# Quoted text
§ §

For me, climate justice work is an act of devotion. It is one of the main ways I show up to God these days, doing my best to respond to the wild call of pain coming from the havoc wreaked by climate change, and the fierce strength of the human spirit that beats in all our hearts. Music is a powerful way to express that pain and that love. In the climate movement, I’m involved in education, community organizing, legislative initiatives and civil disobedience in the Boston area.
Rabbi Shoshana Meira Friedman, a Wexner Graduate Fellowship alum (Class 22), is the Assistant Rabbi at Temple Sinai of Brookline, and brings a love of music, prayer, social justice and relationship-building to the Jewish community. Integrating her background in environmental studies with her rabbinate, Rabbi Shoshana is a leader in the interfaith climate justice movement. She was ordained by Hebrew College Rabbinical School, and is an alum of Oberlin College and JOIN for Justice. Her publications and music can be found at www.rabbishoshana.com and she can be reached at email@example.com.
In September, I was honored to be one of the organizers and leaders of Yom Kippur at the Lincoln Memorial. Yom Kippur this year was the day before Pope Francis made his unprecedented address to the United States Congress. We gathered for contemplative Yom Kippur services in solidarity with Pope Francis, a beloved moral and spiritual leader who has written an important and powerful Encyclical (letter) to all humanity: Laudato Si: On Care for Our Common Home. I recommend creating multi-faith study groups to read the Pope’s Encyclical together. I was also one of 425 rabbis across the Jewish spectrum who signed onto a rabbinic letter on the climate crisis. The challenge before us in preserving a livable climate for future generations is complex and daunting, yet it is upon each of us to use the influence we have to address this crisis. I am inspired by the reluctant prophet Jonah, who tried to run away from God’s call, yet ultimately witnessed a transformation of the people’s wickedness after he delivered his prophecy. May we all find our prophetic voice.

§ §

# Stated problem
Reproduce word for word the part of the climate justice text that opens with the words "For me, climate" and closes with "the Boston area.".

# Point annotation records

§ §

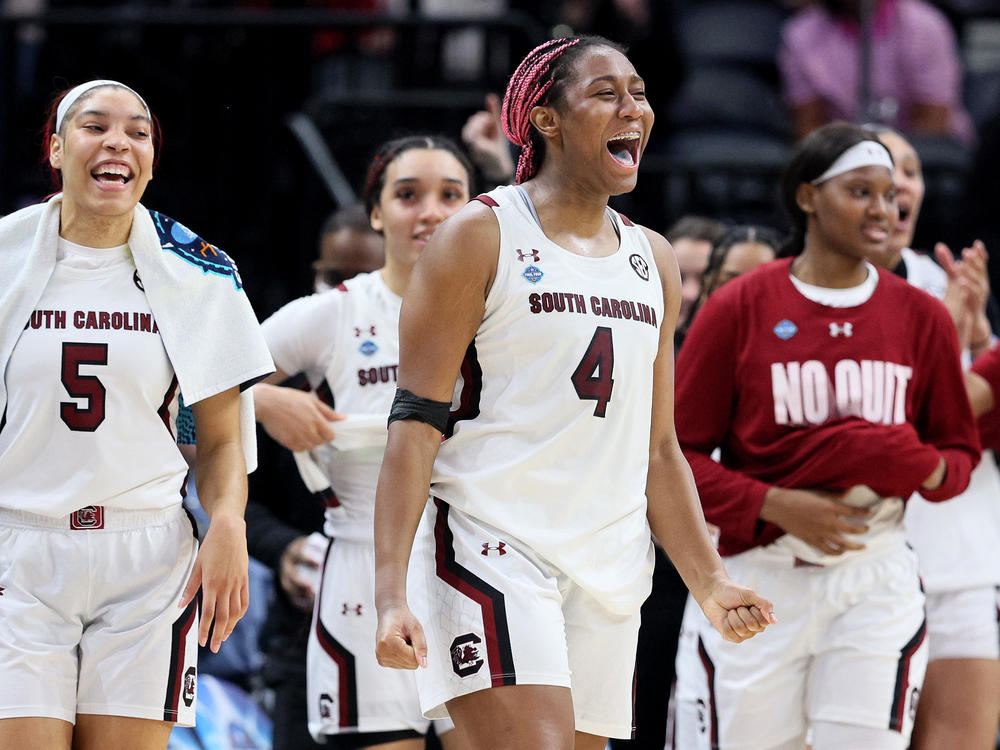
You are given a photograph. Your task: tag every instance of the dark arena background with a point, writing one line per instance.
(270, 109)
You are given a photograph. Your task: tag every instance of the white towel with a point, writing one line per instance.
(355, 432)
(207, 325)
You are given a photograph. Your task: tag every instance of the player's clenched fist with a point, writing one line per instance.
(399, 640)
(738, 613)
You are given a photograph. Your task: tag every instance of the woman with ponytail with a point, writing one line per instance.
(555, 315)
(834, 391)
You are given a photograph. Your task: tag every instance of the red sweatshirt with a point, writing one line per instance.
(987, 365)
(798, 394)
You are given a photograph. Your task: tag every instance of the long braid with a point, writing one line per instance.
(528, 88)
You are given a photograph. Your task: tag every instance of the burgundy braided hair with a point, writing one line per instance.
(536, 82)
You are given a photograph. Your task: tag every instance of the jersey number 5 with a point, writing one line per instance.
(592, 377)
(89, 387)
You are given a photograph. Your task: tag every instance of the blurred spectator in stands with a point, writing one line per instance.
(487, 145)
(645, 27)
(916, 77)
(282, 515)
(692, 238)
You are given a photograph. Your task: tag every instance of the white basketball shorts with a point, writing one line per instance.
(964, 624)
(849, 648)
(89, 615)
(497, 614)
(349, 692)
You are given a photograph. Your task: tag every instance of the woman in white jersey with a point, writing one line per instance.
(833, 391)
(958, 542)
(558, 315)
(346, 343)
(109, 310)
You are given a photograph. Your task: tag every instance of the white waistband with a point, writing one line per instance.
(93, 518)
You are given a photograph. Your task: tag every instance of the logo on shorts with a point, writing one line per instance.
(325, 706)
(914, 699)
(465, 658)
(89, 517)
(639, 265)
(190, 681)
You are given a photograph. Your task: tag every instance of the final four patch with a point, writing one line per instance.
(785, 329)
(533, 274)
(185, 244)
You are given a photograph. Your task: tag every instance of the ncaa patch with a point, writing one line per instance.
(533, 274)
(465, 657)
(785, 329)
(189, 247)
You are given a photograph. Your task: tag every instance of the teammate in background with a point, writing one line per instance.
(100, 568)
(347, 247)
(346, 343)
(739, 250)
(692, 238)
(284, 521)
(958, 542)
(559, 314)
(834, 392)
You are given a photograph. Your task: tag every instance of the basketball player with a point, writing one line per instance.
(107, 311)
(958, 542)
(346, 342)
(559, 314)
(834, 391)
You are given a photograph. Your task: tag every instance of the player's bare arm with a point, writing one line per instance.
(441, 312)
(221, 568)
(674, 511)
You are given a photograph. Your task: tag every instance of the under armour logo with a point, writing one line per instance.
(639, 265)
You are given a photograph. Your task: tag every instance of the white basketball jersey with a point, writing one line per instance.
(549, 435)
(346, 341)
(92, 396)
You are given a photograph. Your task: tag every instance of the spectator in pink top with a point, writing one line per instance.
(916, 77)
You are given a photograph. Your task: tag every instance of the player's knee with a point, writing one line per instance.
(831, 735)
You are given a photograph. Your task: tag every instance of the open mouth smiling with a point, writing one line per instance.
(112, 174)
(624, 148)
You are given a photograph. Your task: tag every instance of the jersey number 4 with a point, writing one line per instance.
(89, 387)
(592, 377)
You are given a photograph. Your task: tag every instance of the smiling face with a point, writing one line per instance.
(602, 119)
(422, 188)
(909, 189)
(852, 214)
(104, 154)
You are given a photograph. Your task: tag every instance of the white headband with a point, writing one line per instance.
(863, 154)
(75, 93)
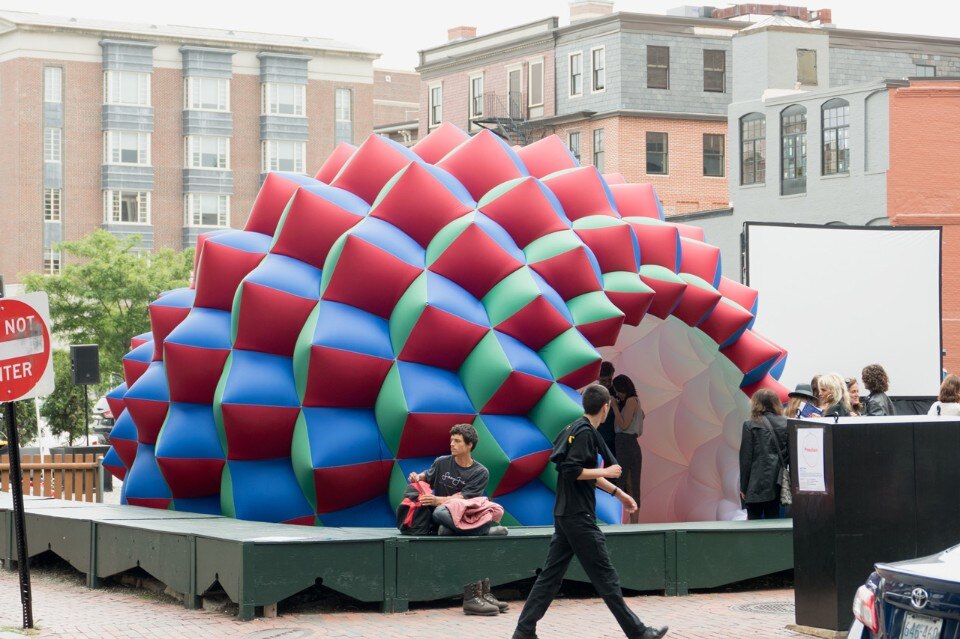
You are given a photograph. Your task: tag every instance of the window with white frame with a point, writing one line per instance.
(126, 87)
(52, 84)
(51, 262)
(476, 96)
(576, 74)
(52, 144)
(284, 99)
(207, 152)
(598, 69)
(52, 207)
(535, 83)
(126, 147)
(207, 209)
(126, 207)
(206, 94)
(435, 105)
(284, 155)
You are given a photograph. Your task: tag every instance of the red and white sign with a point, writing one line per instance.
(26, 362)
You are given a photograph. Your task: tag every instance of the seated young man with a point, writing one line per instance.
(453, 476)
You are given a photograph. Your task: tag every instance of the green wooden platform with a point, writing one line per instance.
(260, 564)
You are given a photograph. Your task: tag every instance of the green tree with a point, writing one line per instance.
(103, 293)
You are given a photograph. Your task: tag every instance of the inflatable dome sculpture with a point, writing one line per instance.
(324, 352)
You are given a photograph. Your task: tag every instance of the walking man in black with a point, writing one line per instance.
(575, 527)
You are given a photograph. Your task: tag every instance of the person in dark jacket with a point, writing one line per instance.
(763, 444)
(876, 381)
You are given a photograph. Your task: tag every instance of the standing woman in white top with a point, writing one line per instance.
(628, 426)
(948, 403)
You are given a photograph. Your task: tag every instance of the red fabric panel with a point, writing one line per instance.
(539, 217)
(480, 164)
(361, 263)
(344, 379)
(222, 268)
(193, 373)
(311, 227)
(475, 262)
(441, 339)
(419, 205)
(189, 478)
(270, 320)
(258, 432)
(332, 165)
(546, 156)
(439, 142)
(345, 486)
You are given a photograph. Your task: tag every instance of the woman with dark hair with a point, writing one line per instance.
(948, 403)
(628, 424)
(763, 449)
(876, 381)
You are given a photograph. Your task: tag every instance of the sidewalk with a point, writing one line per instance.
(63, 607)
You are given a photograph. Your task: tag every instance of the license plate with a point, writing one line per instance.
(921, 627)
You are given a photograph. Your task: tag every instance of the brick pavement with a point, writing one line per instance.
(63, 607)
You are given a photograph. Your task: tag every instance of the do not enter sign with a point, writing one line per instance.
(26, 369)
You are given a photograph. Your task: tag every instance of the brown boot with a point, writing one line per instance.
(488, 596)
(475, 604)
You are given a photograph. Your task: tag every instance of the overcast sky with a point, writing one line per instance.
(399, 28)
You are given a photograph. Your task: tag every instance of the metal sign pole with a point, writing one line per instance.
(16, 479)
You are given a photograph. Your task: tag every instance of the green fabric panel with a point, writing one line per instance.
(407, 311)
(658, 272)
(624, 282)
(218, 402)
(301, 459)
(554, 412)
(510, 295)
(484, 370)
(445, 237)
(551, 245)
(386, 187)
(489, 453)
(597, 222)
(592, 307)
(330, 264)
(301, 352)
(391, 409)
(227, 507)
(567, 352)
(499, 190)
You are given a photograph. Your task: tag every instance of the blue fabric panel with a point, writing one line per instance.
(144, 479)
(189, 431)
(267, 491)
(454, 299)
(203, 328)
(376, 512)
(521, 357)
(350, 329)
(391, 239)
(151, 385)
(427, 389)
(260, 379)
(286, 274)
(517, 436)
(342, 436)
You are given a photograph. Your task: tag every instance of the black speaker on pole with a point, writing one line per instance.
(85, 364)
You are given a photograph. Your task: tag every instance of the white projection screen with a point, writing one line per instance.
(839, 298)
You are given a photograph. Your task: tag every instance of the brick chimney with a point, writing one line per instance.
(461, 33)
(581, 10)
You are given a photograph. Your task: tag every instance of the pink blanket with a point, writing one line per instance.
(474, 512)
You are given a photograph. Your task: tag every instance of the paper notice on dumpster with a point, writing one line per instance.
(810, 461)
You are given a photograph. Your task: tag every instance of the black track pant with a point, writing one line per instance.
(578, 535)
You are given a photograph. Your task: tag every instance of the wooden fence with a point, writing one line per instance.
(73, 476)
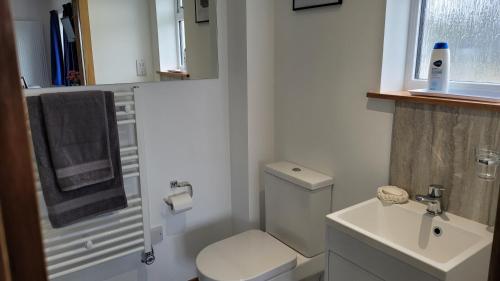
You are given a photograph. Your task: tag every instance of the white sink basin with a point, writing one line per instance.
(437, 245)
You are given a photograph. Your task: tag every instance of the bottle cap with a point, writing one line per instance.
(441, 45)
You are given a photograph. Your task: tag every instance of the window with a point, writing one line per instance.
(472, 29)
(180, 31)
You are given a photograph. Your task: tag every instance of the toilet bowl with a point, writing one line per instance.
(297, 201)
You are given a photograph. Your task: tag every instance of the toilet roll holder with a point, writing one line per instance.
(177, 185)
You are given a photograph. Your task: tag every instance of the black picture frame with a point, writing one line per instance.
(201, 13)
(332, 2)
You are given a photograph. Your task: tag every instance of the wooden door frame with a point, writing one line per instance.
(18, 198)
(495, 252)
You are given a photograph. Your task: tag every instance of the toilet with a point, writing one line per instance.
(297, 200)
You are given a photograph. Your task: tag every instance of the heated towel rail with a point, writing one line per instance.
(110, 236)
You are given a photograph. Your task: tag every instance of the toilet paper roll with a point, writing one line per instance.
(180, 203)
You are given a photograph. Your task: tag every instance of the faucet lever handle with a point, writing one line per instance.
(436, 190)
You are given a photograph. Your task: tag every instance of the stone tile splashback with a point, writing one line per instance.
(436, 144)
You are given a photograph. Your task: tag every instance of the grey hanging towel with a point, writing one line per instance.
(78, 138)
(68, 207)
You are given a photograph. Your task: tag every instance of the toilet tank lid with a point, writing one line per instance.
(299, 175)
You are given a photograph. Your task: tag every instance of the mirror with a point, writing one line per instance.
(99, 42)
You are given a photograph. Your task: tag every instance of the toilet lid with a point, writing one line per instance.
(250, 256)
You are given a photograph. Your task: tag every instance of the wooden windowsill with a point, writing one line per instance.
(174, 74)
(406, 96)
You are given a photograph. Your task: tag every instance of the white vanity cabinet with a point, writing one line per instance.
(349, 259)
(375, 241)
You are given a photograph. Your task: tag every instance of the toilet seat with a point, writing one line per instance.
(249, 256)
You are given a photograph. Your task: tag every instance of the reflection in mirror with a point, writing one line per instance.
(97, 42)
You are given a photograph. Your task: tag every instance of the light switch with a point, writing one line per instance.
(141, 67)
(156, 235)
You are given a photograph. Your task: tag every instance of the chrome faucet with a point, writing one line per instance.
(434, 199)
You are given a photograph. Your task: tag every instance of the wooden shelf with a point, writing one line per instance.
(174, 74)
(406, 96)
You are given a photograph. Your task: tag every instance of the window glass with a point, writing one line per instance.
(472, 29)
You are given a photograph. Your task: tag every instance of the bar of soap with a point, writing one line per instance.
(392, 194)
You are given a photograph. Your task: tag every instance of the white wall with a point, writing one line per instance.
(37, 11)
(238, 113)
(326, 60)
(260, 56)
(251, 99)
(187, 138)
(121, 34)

§ §

# Full output
For me, climate justice work is an act of devotion. It is one of the main ways I show up to God these days, doing my best to respond to the wild call of pain coming from the havoc wreaked by climate change, and the fierce strength of the human spirit that beats in all our hearts. Music is a powerful way to express that pain and that love. In the climate movement, I’m involved in education, community organizing, legislative initiatives and civil disobedience in the Boston area.